In the records below, copy word for word every line from the one containing "TARGET = woman's arm" through the last line of the records, including both ends.

Entries from a dataset
.....
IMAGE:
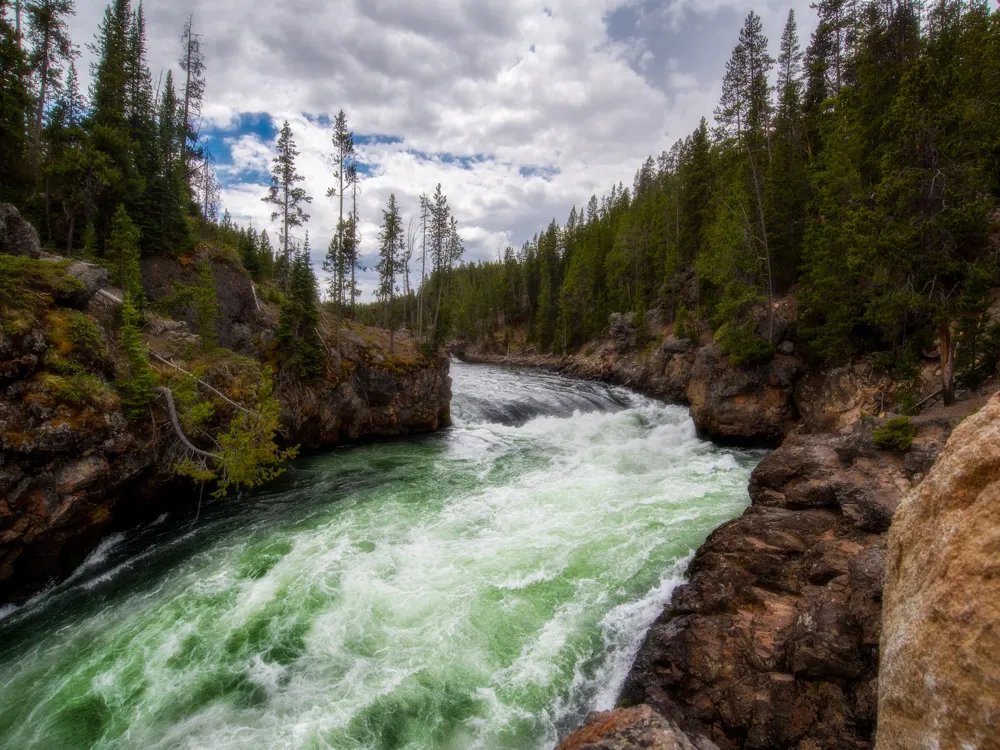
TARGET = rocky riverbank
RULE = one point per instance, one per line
(774, 641)
(73, 468)
(758, 404)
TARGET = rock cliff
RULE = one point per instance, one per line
(774, 641)
(72, 466)
(940, 680)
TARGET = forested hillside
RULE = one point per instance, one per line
(864, 172)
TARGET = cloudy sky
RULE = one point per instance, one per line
(521, 109)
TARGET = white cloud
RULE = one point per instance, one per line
(506, 83)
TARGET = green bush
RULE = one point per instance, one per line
(743, 345)
(684, 324)
(895, 435)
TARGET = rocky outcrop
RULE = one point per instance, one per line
(940, 679)
(240, 315)
(17, 236)
(773, 642)
(754, 402)
(831, 400)
(632, 728)
(72, 467)
(371, 399)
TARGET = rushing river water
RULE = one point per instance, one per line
(483, 587)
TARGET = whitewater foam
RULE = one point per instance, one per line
(484, 587)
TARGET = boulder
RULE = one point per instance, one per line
(17, 236)
(773, 641)
(237, 306)
(621, 328)
(832, 400)
(631, 728)
(91, 276)
(674, 345)
(939, 684)
(753, 402)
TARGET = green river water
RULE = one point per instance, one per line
(484, 587)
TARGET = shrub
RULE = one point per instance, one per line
(896, 434)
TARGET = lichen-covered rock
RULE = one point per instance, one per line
(92, 279)
(631, 729)
(939, 684)
(831, 400)
(369, 401)
(238, 312)
(621, 328)
(17, 236)
(753, 402)
(773, 642)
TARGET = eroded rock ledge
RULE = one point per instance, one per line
(71, 470)
(774, 640)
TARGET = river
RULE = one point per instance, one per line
(483, 587)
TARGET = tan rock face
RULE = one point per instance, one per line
(939, 683)
(628, 728)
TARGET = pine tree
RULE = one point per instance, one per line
(168, 195)
(14, 102)
(52, 48)
(205, 305)
(299, 318)
(285, 195)
(787, 190)
(110, 136)
(136, 387)
(123, 250)
(192, 63)
(143, 134)
(425, 213)
(390, 261)
(439, 235)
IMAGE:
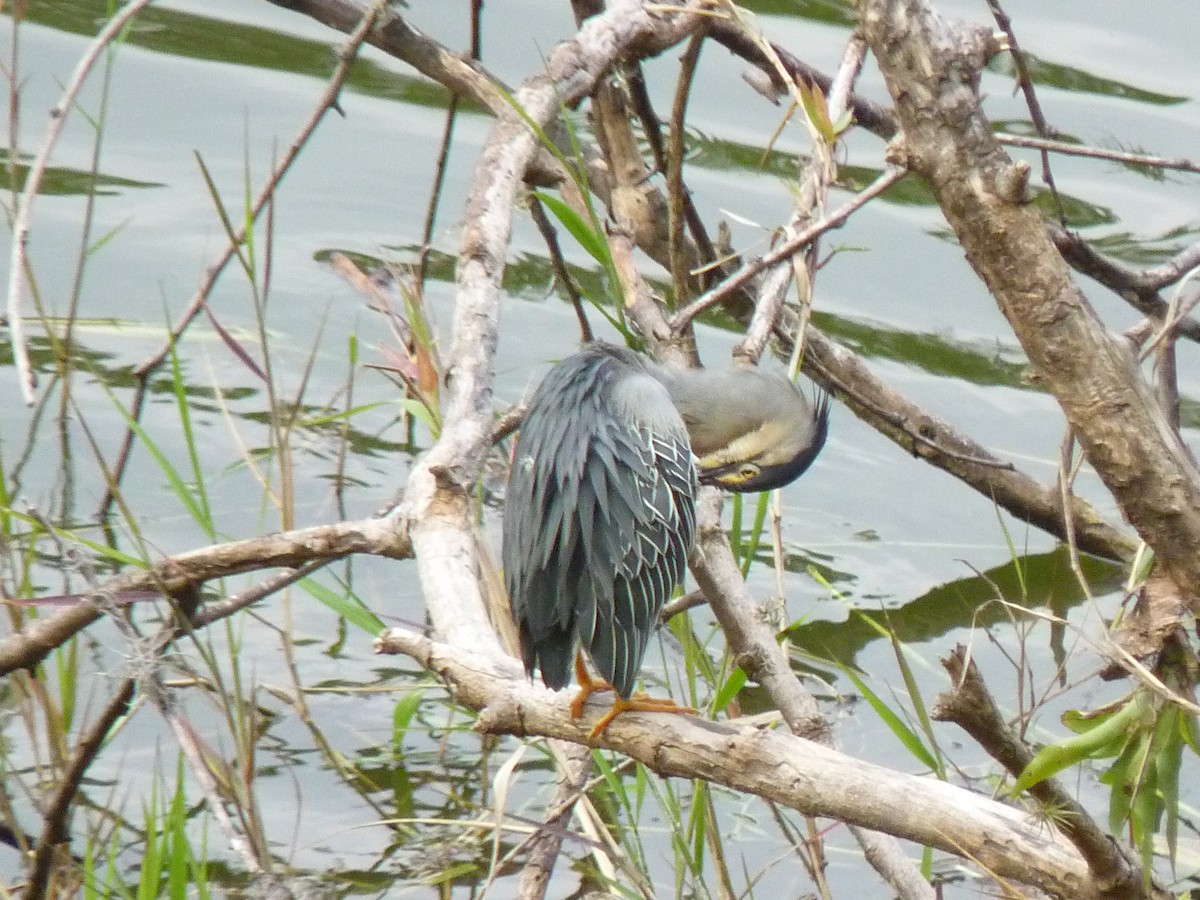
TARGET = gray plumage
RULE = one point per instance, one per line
(600, 511)
(599, 516)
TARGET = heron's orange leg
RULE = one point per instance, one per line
(588, 685)
(637, 703)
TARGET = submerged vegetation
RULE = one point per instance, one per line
(223, 491)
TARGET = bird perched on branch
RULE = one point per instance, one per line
(600, 511)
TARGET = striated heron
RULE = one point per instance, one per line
(601, 503)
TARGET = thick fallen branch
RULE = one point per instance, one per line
(933, 72)
(773, 765)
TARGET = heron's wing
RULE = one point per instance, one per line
(646, 529)
(599, 516)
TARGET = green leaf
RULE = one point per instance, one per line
(402, 715)
(906, 736)
(595, 244)
(1105, 739)
(729, 690)
(345, 605)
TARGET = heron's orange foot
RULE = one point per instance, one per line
(637, 703)
(587, 688)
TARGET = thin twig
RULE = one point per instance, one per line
(18, 261)
(1179, 163)
(327, 101)
(785, 250)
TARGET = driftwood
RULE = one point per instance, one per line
(931, 69)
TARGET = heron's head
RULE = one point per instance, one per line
(749, 430)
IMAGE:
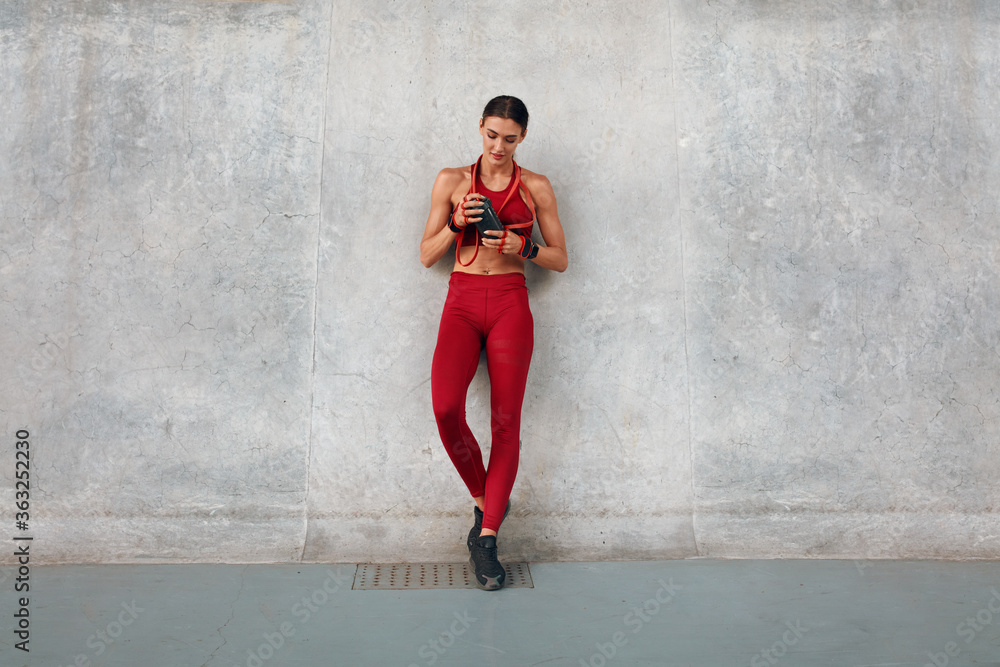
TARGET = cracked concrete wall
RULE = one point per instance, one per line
(774, 337)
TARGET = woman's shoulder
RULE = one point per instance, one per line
(536, 183)
(453, 175)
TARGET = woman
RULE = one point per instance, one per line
(487, 306)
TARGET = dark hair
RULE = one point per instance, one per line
(505, 106)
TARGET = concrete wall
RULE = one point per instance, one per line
(776, 337)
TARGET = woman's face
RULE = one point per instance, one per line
(500, 137)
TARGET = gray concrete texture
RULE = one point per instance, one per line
(774, 338)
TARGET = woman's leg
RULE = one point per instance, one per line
(509, 343)
(456, 359)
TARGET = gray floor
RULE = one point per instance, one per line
(690, 612)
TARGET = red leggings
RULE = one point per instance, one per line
(490, 311)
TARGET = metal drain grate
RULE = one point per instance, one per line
(404, 576)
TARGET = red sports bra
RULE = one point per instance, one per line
(514, 213)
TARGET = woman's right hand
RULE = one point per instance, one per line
(470, 210)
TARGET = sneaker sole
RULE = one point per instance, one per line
(492, 583)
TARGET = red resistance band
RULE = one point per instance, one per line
(518, 185)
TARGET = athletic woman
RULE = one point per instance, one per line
(487, 306)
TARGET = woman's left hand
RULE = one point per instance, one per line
(503, 242)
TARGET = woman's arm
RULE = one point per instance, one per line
(553, 254)
(437, 237)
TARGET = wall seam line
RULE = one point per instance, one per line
(684, 286)
(319, 245)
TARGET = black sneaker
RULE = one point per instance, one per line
(478, 527)
(488, 571)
.....
▶ Complete response:
TARGET = woman's arm
RULE = one point per instance, one per line
(553, 254)
(437, 237)
TARGET = wall seam line
RULE = one point per instance, one per line
(684, 286)
(319, 245)
TARGET = black sneaker
RULE = one point per instance, one per line
(478, 527)
(488, 571)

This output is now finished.